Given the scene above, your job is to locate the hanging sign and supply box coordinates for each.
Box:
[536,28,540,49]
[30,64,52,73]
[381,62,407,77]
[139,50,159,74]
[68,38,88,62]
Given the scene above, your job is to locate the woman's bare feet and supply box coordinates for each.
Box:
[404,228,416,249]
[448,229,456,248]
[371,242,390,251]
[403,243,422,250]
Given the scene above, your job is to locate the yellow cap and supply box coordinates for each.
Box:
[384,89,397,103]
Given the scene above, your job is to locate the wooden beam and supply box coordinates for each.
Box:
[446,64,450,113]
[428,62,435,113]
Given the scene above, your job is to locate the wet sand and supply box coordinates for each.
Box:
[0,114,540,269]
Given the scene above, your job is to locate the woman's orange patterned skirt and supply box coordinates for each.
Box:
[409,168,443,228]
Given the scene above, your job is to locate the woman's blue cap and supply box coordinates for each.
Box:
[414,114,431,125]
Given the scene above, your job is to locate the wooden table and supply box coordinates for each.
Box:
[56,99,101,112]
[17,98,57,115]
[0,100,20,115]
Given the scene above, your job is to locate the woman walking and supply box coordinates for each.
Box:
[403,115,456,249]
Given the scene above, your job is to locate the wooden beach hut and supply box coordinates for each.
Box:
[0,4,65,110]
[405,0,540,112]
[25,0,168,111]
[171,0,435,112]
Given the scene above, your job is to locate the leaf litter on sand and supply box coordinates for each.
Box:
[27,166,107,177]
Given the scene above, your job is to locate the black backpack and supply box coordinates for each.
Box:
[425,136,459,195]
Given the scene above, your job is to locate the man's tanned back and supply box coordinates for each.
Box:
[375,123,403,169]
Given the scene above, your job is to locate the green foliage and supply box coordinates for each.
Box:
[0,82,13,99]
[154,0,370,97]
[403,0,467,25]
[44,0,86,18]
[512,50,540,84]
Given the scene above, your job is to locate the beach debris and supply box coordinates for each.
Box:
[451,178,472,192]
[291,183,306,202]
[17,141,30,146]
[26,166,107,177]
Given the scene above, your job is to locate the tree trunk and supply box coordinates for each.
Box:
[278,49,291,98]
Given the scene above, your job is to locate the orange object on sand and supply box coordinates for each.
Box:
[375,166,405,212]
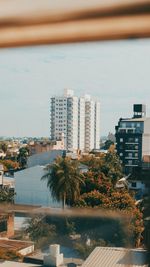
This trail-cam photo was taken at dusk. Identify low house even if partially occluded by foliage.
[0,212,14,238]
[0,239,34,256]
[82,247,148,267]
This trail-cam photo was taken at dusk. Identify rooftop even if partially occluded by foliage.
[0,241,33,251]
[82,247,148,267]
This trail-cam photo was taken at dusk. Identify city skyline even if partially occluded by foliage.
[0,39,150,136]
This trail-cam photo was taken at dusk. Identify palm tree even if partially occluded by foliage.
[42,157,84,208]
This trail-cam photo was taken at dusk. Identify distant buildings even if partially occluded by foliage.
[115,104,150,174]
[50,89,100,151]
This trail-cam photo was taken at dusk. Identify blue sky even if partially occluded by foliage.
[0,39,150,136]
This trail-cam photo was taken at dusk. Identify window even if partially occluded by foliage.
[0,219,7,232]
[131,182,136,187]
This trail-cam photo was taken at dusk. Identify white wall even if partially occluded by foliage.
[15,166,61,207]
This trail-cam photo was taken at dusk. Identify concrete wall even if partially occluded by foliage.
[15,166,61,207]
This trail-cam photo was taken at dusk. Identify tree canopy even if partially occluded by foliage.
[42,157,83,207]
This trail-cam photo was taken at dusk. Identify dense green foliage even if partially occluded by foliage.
============================================================
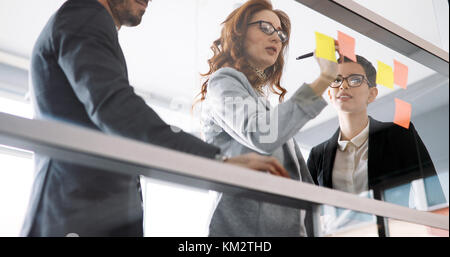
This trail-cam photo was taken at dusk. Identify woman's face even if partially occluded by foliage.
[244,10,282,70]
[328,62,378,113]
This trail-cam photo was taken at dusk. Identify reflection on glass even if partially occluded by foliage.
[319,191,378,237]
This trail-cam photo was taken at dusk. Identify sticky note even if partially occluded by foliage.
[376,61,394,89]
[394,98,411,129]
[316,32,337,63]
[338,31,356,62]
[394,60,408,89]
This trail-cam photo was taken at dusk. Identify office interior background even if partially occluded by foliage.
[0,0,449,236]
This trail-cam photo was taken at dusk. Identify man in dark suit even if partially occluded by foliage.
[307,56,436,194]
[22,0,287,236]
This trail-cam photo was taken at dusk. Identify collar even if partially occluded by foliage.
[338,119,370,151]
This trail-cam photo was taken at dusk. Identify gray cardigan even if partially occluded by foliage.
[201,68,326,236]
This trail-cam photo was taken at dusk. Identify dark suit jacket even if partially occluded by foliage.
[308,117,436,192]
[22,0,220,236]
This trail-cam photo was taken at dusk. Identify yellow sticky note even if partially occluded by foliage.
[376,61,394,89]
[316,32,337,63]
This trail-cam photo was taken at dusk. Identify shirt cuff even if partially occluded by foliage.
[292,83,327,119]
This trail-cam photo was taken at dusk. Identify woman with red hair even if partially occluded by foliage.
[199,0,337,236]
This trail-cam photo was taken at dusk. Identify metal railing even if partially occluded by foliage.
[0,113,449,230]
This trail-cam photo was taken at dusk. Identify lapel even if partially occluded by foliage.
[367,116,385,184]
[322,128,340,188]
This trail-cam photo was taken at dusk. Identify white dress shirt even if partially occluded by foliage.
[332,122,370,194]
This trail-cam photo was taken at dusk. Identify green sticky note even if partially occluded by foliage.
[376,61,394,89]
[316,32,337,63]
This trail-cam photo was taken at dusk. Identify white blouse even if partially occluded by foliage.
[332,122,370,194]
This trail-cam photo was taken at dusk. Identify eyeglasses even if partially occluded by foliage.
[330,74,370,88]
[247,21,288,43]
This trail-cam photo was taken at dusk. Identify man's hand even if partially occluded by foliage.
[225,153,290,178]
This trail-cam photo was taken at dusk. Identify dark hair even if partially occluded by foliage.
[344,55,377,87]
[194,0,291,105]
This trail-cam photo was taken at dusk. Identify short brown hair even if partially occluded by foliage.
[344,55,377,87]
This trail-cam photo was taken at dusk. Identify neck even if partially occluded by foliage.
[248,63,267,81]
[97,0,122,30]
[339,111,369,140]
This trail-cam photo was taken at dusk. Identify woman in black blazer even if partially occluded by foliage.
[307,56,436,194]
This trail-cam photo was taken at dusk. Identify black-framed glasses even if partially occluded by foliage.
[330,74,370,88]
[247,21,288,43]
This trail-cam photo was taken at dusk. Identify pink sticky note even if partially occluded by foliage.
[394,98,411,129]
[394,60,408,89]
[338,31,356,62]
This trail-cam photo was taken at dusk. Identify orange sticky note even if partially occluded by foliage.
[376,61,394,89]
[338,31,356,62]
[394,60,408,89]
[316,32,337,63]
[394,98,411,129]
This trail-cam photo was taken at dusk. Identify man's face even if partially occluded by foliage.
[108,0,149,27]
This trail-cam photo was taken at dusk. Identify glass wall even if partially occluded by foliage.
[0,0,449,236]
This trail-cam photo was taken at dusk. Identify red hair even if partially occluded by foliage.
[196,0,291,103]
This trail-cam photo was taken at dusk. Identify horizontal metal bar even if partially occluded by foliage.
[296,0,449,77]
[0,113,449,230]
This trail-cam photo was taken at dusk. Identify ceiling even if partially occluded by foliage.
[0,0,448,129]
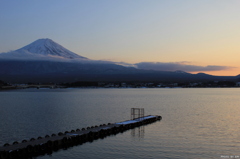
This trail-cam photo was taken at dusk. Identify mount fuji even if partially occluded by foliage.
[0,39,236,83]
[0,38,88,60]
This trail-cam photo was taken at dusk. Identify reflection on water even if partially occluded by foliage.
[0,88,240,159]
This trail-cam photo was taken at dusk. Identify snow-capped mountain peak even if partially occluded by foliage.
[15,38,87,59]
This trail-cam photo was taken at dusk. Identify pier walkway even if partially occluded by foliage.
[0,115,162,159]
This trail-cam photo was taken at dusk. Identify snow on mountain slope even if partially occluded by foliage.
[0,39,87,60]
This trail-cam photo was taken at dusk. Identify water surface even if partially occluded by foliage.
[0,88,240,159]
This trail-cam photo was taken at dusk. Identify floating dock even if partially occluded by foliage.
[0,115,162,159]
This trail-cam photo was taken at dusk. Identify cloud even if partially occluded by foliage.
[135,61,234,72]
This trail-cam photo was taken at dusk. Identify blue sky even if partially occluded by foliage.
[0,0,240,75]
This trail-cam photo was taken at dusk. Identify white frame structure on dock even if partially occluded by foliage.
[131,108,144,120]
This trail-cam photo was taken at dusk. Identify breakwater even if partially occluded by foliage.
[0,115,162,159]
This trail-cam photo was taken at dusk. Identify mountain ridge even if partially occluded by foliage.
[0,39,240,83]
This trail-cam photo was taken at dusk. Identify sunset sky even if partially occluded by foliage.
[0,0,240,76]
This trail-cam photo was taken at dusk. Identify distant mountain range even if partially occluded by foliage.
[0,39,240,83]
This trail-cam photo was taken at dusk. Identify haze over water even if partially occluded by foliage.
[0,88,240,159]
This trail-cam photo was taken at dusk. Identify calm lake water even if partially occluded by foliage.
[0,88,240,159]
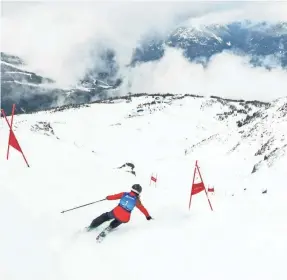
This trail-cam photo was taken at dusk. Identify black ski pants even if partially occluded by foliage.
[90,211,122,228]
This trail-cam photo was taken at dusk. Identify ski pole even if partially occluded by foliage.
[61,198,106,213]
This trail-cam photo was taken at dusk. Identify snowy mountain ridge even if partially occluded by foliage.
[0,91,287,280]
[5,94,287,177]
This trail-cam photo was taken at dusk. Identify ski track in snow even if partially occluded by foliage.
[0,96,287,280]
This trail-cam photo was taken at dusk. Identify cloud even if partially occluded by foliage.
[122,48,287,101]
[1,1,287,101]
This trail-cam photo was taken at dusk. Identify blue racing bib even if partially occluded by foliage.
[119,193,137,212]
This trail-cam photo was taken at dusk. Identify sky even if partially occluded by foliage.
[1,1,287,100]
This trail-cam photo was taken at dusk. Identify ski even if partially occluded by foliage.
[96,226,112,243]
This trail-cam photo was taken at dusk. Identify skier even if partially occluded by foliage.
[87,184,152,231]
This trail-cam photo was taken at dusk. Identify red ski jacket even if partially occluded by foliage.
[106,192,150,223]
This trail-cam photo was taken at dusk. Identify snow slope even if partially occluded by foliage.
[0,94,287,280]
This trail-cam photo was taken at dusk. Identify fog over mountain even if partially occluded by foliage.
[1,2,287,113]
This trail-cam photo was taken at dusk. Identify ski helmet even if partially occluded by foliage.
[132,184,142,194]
============================================================
* _할 일_: 목록에서 "This trail-cam photo was taken at dusk. Identify dark hair"이 들어 있는 행에서 시작해 "[339,111,369,140]"가 들어 있는 행에서 끝나는 부분(두 행 모두 포함)의 모든 행을 다시 쓰되, 답에 나온 상자 좌표의 숫자만 각각 1.7을 곱해 정수로 반올림하세요(0.5는 올림). 이 행들 말고는 아무것도 적지 마세요.

* _정답_:
This trail-cam photo was taken at dusk. Identify dark hair even if partially occluded by foliage.
[585,94,641,148]
[330,0,495,179]
This trail-cam photo was taken at dusk. Identify short brown hair even if partially occluded by foliage.
[585,94,641,148]
This trail-cam photo was taken at dusk. Identify neck even if partially occluded by foliage.
[422,107,454,138]
[165,0,207,51]
[576,189,627,238]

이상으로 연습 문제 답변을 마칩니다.